Convert the records below into a numbered list with one line per item and no blank lines, covering every record. Leave the pictures out of the list.

------

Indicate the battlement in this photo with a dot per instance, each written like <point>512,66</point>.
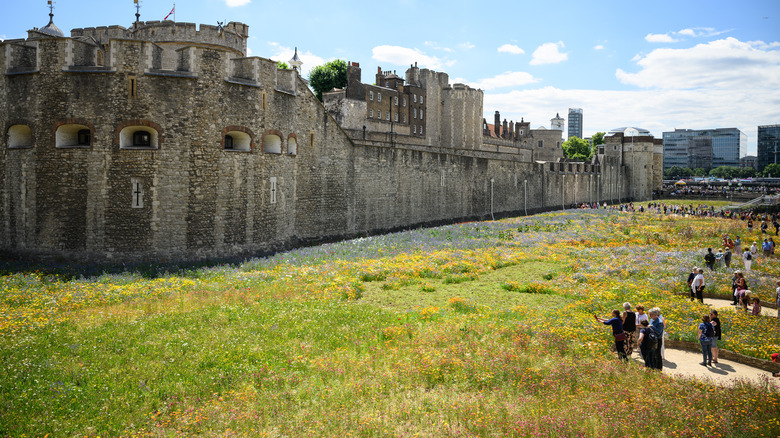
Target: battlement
<point>232,36</point>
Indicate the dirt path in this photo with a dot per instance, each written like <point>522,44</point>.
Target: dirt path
<point>682,362</point>
<point>725,304</point>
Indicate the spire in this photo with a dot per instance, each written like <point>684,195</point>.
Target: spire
<point>51,28</point>
<point>296,62</point>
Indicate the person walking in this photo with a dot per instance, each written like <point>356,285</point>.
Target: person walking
<point>706,333</point>
<point>617,332</point>
<point>698,285</point>
<point>715,321</point>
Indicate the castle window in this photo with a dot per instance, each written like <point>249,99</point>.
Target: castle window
<point>237,141</point>
<point>19,136</point>
<point>72,136</point>
<point>272,144</point>
<point>142,139</point>
<point>292,145</point>
<point>138,137</point>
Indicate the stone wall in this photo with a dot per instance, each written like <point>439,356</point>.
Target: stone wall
<point>298,179</point>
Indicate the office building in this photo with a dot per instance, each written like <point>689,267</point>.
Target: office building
<point>704,148</point>
<point>768,145</point>
<point>575,122</point>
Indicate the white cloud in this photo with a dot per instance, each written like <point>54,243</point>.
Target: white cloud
<point>727,63</point>
<point>511,48</point>
<point>548,53</point>
<point>506,79</point>
<point>405,56</point>
<point>659,38</point>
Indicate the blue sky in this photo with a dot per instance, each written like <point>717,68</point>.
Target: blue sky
<point>657,65</point>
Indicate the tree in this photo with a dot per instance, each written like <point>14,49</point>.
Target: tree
<point>773,170</point>
<point>328,76</point>
<point>576,148</point>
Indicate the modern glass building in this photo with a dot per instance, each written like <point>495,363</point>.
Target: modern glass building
<point>575,122</point>
<point>768,145</point>
<point>704,148</point>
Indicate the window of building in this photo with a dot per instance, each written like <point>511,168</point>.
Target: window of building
<point>138,137</point>
<point>292,145</point>
<point>73,136</point>
<point>272,144</point>
<point>19,136</point>
<point>237,141</point>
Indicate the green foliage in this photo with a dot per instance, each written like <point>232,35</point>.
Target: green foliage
<point>328,76</point>
<point>772,169</point>
<point>577,148</point>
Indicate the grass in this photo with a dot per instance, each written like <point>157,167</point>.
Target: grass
<point>463,330</point>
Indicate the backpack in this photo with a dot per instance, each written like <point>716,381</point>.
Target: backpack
<point>709,330</point>
<point>652,338</point>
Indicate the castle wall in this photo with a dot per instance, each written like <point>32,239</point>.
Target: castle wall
<point>298,179</point>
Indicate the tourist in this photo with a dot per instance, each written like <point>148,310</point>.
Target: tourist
<point>777,298</point>
<point>697,287</point>
<point>709,259</point>
<point>647,346</point>
<point>617,332</point>
<point>715,321</point>
<point>756,306</point>
<point>691,276</point>
<point>747,259</point>
<point>706,334</point>
<point>658,326</point>
<point>629,326</point>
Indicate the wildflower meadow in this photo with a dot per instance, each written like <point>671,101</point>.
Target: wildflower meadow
<point>471,329</point>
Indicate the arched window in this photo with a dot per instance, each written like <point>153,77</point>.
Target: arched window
<point>72,135</point>
<point>292,145</point>
<point>139,137</point>
<point>272,144</point>
<point>237,141</point>
<point>19,136</point>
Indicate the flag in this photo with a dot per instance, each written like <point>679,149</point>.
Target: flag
<point>169,13</point>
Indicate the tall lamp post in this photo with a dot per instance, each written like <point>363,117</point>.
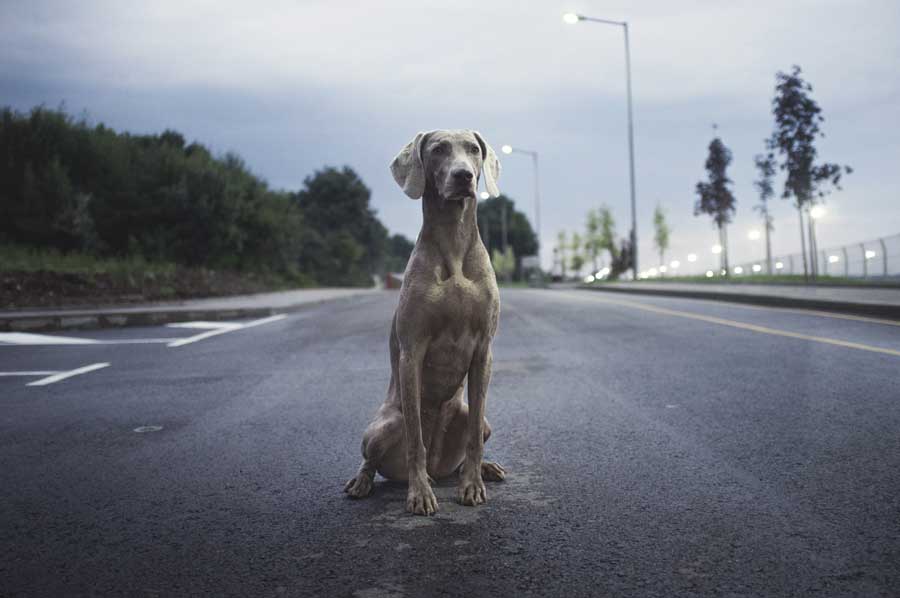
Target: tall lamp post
<point>572,19</point>
<point>508,149</point>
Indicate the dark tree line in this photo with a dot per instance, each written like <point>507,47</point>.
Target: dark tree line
<point>73,186</point>
<point>520,237</point>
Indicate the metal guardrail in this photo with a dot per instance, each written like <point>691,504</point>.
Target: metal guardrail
<point>879,258</point>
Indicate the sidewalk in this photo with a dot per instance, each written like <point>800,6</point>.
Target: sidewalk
<point>214,308</point>
<point>868,301</point>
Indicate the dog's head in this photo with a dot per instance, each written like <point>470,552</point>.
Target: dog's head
<point>452,162</point>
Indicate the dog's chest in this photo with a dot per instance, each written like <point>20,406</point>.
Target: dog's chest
<point>466,315</point>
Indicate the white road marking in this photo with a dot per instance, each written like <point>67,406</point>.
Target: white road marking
<point>52,379</point>
<point>27,338</point>
<point>203,325</point>
<point>13,339</point>
<point>218,328</point>
<point>32,374</point>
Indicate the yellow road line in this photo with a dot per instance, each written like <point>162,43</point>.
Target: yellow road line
<point>807,312</point>
<point>740,325</point>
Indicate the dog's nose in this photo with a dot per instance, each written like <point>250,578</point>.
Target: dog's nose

------

Complete response:
1. Indicate the battlement in this photo with a dot per instance, each written like <point>512,66</point>.
2. Target: battlement
3. <point>232,36</point>
4. Indicate the dirt path in this photo with a dot per instance, each written like <point>522,44</point>.
5. Target: dirt path
6. <point>682,362</point>
7. <point>725,304</point>
8. Indicate the spire in this photo with a dot per instance, each written like <point>684,195</point>.
9. Target: spire
10. <point>51,28</point>
11. <point>296,62</point>
12. Indicate the person walking in this photo with a dot per instance, each written like <point>356,285</point>.
13. Target: person walking
14. <point>706,333</point>
15. <point>617,332</point>
16. <point>698,285</point>
17. <point>715,321</point>
18. Indicate the castle window in this photo with a dot per instance, each written like <point>249,99</point>.
19. Target: castle window
20. <point>237,141</point>
21. <point>19,136</point>
22. <point>72,136</point>
23. <point>272,144</point>
24. <point>142,139</point>
25. <point>292,145</point>
26. <point>138,137</point>
27. Indicate the stone wall in this photo with a dot per instance, each written like <point>439,356</point>.
28. Target: stone wall
29. <point>298,179</point>
30. Indicate the office building in this photo with a dot per instance, each written like <point>689,267</point>.
31. Target: office building
32. <point>704,148</point>
33. <point>768,145</point>
34. <point>575,122</point>
35. Indicate the white cloud in this photo with a dot per instance, each written like <point>54,243</point>.
36. Target: white cloud
37. <point>727,63</point>
38. <point>511,48</point>
39. <point>548,53</point>
40. <point>506,79</point>
41. <point>405,56</point>
42. <point>659,38</point>
43. Indicate the blue sky in this photo with a dot per instance, each written like <point>717,68</point>.
44. Target: blue sky
45. <point>657,65</point>
46. Indicate the tree in this photo with a dot per instance, each written like <point>14,49</point>.
47. Target: tree
48. <point>773,170</point>
49. <point>328,76</point>
50. <point>576,148</point>
51. Indicate the modern glass building in this photo with a dot per instance, each written like <point>495,363</point>.
52. Target: modern glass building
53. <point>575,122</point>
54. <point>768,145</point>
55. <point>704,148</point>
56. Indicate the window of building in this photo with a dot per instance, each written like <point>511,168</point>.
57. Target: window of building
58. <point>138,137</point>
59. <point>292,145</point>
60. <point>73,136</point>
61. <point>272,144</point>
62. <point>19,136</point>
63. <point>237,141</point>
64. Indicate the green foliage in this photo with a dot per instance, each written like <point>232,35</point>.
65. Target: green foliage
66. <point>328,76</point>
67. <point>772,169</point>
68. <point>577,148</point>
69. Indicate the grass in this photo with a dot per instance, each written like <point>157,167</point>.
70. Target: grass
71. <point>463,330</point>
72. Indicate the backpack in this photo with a dot per instance, each written like <point>716,381</point>.
73. Target: backpack
74. <point>709,330</point>
75. <point>652,338</point>
76. Indicate the castle wall in this photo with a dot per instance, each written like <point>32,239</point>.
77. Target: castle wall
78. <point>298,179</point>
79. Indicate the tourist in this photo with a dot per instance, each written like <point>148,310</point>.
80. Target: tourist
81. <point>777,298</point>
82. <point>697,287</point>
83. <point>709,259</point>
84. <point>647,346</point>
85. <point>617,332</point>
86. <point>715,321</point>
87. <point>756,306</point>
88. <point>691,276</point>
89. <point>747,259</point>
90. <point>706,334</point>
91. <point>658,326</point>
92. <point>629,326</point>
93. Indicate the wildflower meadow in this photo with a dot per instance, each written like <point>671,101</point>.
94. Target: wildflower meadow
95. <point>471,329</point>
96. Indicate the arched window in this photo with a dot per instance, each written like <point>153,77</point>.
97. Target: arched window
98. <point>72,135</point>
99. <point>292,145</point>
100. <point>139,137</point>
101. <point>272,144</point>
102. <point>237,141</point>
103. <point>19,136</point>
104. Indicate the flag in this photo with a dot per instance, each written like <point>679,149</point>.
105. Target: flag
106. <point>169,13</point>
107. Indicate the tall lamp post in this photo with a dot per instance, each written like <point>363,117</point>.
108. Target: tall lamp post
109. <point>572,19</point>
110. <point>508,149</point>
111. Indicate the dark tree line in this photo with a dot per instance, each written like <point>507,47</point>.
112. Target: dark tree line
113. <point>73,186</point>
114. <point>520,237</point>
115. Indicate the metal guardrail in this photo with a dot per instance, each written like <point>691,504</point>.
116. Target: metal guardrail
117. <point>879,258</point>
118. Indicate the sidewalk in this photo with a dot per instance, each written like <point>800,6</point>.
119. Target: sidewalk
120. <point>214,308</point>
121. <point>868,301</point>
122. Indicate the dog's head in this photo with a dot per instance, each written like <point>470,552</point>.
123. Target: dog's head
124. <point>452,162</point>
125. Indicate the dog's chest in this photo with a dot per instance, each written like <point>20,406</point>.
126. Target: dog's chest
127. <point>466,315</point>
128. Indicate the white road marking in this photo with a dot per instance, each written like <point>67,406</point>.
129. Target: white road marking
130. <point>52,379</point>
131. <point>27,338</point>
132. <point>203,325</point>
133. <point>13,339</point>
134. <point>218,328</point>
135. <point>32,374</point>
136. Indicate the yellow road line in this photo with a dot per instance, each written like <point>162,43</point>.
137. Target: yellow road line
138. <point>807,312</point>
139. <point>740,325</point>
140. Indicate the dog's nose in this photo with a dot per instance, each written like <point>250,578</point>.
141. Target: dog's nose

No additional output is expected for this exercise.